> _TASK ITEM_: Pull each line containing "outstretched" out of the data and copy it.

> _THE DATA_:
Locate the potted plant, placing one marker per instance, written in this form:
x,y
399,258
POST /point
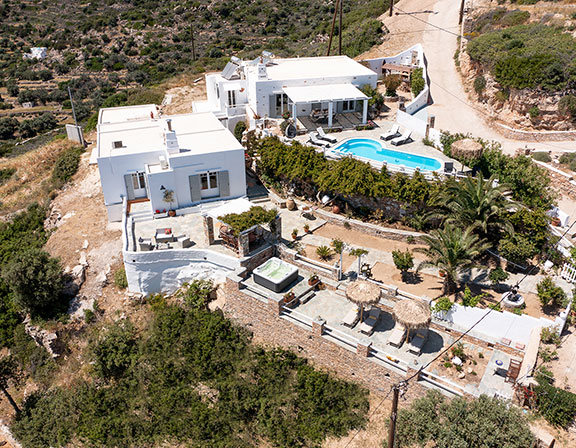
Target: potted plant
x,y
313,279
169,197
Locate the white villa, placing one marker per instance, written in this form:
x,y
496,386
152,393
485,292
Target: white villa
x,y
269,87
141,155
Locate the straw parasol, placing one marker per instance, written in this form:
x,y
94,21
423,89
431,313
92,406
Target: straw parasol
x,y
363,293
466,149
412,314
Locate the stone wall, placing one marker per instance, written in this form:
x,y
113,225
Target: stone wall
x,y
262,319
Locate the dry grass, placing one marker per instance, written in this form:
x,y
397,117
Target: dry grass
x,y
31,182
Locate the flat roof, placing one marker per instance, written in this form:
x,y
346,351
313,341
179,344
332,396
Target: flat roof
x,y
315,67
127,113
330,92
197,133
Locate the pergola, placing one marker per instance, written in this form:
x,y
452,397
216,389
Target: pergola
x,y
330,94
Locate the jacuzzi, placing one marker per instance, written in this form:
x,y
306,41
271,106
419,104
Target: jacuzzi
x,y
275,274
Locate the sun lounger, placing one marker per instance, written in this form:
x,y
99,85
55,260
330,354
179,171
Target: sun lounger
x,y
367,327
397,336
418,341
322,136
316,141
351,318
404,138
392,133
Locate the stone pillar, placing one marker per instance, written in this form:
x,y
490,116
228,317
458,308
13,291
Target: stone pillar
x,y
277,227
363,348
276,305
244,244
209,229
318,326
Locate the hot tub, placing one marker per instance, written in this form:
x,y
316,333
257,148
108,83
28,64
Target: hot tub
x,y
275,274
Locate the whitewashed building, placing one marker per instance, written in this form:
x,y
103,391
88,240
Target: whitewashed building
x,y
271,87
141,155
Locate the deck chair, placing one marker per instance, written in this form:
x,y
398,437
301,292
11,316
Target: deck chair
x,y
404,138
352,318
367,327
418,341
397,336
392,133
316,141
322,136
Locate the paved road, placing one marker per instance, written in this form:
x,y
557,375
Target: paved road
x,y
453,111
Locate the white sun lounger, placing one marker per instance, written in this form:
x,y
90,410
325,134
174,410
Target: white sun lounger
x,y
351,318
322,136
418,341
397,336
392,133
404,138
315,141
367,327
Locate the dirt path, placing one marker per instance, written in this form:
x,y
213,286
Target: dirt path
x,y
434,23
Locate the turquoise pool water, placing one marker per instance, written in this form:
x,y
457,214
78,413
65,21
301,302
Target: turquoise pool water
x,y
372,149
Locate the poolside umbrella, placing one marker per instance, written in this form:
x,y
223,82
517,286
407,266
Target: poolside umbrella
x,y
412,314
466,149
362,292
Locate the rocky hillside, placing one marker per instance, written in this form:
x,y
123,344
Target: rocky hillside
x,y
520,64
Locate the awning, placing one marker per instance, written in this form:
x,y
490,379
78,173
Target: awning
x,y
239,205
232,86
324,93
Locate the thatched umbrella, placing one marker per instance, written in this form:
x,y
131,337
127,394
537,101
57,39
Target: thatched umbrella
x,y
412,314
363,293
466,149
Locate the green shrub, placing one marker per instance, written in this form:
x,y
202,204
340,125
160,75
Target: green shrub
x,y
549,293
417,81
479,84
542,157
120,279
239,130
66,165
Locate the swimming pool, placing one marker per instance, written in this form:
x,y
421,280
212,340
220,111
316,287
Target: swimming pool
x,y
368,148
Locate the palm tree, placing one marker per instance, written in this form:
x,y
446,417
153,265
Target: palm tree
x,y
478,203
452,250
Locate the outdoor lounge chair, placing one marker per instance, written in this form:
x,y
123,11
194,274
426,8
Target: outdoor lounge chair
x,y
418,341
322,136
367,327
397,336
404,138
352,318
316,141
392,133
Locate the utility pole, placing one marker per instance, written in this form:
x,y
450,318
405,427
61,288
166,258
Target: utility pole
x,y
394,414
340,29
333,24
461,17
193,46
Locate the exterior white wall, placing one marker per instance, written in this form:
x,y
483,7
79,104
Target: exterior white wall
x,y
113,169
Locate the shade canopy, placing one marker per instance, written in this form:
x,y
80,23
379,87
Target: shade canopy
x,y
412,313
325,93
363,293
466,148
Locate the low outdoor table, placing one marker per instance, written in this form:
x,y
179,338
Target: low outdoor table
x,y
164,235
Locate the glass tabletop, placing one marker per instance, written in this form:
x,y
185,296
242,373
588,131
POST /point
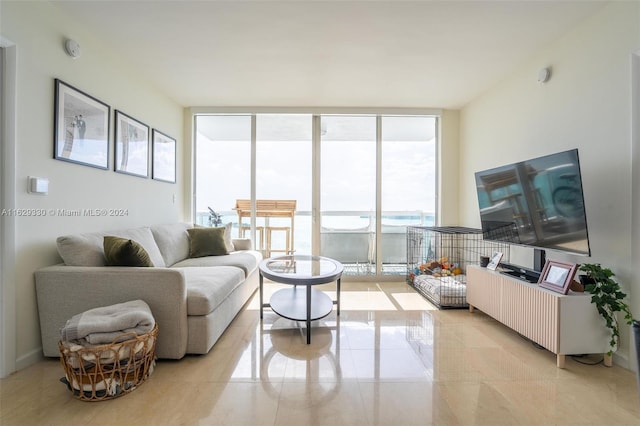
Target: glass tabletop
x,y
300,267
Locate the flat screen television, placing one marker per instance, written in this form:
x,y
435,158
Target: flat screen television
x,y
537,203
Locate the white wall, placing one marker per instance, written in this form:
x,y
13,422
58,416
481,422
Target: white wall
x,y
586,105
38,29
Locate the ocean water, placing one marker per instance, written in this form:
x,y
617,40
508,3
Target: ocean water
x,y
332,222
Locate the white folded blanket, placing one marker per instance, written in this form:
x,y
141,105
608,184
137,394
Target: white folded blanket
x,y
108,324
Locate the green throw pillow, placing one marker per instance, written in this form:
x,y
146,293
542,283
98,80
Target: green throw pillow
x,y
125,252
206,242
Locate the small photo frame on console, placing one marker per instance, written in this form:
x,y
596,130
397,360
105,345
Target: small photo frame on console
x,y
557,276
495,260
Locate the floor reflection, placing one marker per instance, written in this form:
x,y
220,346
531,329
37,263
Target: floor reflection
x,y
388,359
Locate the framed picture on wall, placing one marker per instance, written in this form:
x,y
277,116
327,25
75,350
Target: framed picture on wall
x,y
81,127
557,276
132,146
164,157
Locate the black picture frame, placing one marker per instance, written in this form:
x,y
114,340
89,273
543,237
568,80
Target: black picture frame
x,y
557,276
81,127
132,139
164,157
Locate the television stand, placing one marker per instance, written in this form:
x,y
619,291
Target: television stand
x,y
563,324
519,272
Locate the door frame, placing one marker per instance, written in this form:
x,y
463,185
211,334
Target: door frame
x,y
8,107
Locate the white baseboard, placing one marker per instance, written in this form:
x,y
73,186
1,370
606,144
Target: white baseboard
x,y
29,359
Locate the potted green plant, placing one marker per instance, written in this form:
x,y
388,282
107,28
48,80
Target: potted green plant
x,y
608,297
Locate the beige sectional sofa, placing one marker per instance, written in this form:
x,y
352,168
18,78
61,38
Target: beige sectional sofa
x,y
193,300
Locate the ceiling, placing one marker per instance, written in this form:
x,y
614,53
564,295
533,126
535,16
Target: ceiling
x,y
420,54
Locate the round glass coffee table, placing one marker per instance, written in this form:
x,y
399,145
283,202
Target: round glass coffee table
x,y
298,304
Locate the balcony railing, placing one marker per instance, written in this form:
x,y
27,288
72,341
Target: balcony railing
x,y
347,236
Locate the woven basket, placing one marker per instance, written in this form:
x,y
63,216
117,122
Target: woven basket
x,y
101,372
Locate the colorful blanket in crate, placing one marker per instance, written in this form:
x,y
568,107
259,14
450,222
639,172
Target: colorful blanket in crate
x,y
445,290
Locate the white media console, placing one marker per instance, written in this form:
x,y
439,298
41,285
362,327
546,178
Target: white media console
x,y
563,324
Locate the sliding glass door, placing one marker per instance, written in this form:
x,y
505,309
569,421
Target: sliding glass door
x,y
366,176
348,191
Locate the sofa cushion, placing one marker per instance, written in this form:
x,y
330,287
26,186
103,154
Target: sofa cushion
x,y
207,242
247,261
87,249
207,287
173,241
125,252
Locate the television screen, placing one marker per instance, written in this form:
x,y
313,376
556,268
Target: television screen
x,y
537,203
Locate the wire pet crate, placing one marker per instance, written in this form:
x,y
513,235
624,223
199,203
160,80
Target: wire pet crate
x,y
437,258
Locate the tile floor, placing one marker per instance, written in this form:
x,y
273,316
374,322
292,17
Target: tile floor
x,y
389,359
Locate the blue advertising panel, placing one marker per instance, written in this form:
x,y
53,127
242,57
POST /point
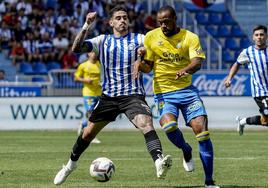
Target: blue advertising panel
x,y
209,5
20,91
212,84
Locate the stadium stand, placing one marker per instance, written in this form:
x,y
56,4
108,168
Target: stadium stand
x,y
47,28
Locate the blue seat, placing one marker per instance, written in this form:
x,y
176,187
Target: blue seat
x,y
53,65
236,31
67,81
39,68
201,18
26,68
227,56
38,79
244,42
215,18
223,31
228,19
212,30
231,44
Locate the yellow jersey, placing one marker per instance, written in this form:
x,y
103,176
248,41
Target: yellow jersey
x,y
171,54
90,70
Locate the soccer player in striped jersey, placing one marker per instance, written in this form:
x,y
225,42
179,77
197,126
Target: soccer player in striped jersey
x,y
88,73
120,93
256,58
174,54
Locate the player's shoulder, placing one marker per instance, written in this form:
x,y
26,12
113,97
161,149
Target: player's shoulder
x,y
154,32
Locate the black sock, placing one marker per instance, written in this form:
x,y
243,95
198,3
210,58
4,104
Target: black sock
x,y
79,147
153,144
255,120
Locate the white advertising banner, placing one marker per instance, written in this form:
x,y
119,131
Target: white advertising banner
x,y
67,112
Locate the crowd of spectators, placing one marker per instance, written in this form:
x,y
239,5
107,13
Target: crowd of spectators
x,y
43,30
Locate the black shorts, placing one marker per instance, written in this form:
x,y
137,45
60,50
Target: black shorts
x,y
262,102
108,108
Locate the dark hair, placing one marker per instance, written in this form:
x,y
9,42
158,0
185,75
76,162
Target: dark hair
x,y
116,9
168,8
260,27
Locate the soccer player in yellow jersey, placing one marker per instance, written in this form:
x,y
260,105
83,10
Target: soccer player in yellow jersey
x,y
174,54
88,73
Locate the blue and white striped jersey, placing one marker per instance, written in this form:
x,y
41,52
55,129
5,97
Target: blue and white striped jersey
x,y
257,61
117,56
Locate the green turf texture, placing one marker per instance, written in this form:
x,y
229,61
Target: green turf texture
x,y
31,159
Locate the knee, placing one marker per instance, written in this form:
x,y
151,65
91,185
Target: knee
x,y
199,124
203,136
143,123
170,126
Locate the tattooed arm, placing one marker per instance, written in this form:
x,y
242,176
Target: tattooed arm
x,y
78,45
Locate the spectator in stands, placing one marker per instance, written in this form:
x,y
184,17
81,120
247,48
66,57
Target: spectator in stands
x,y
74,28
47,27
2,76
5,37
78,14
17,52
30,46
23,19
134,5
26,5
150,21
62,16
45,48
60,44
69,60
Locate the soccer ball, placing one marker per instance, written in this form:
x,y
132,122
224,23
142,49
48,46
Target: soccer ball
x,y
102,169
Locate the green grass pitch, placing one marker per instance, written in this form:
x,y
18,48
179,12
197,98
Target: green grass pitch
x,y
30,159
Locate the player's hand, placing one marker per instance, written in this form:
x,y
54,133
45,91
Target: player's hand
x,y
91,16
180,74
227,82
141,51
136,67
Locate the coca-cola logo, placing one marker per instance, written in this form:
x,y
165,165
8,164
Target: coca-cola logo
x,y
215,86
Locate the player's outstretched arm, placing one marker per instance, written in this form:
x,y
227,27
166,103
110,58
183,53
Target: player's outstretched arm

> _OUTPUT FOR THIS TASK_:
Locate the player's outstretched arm, placing one marker per instance, written in this form:
Target: player's outstretched arm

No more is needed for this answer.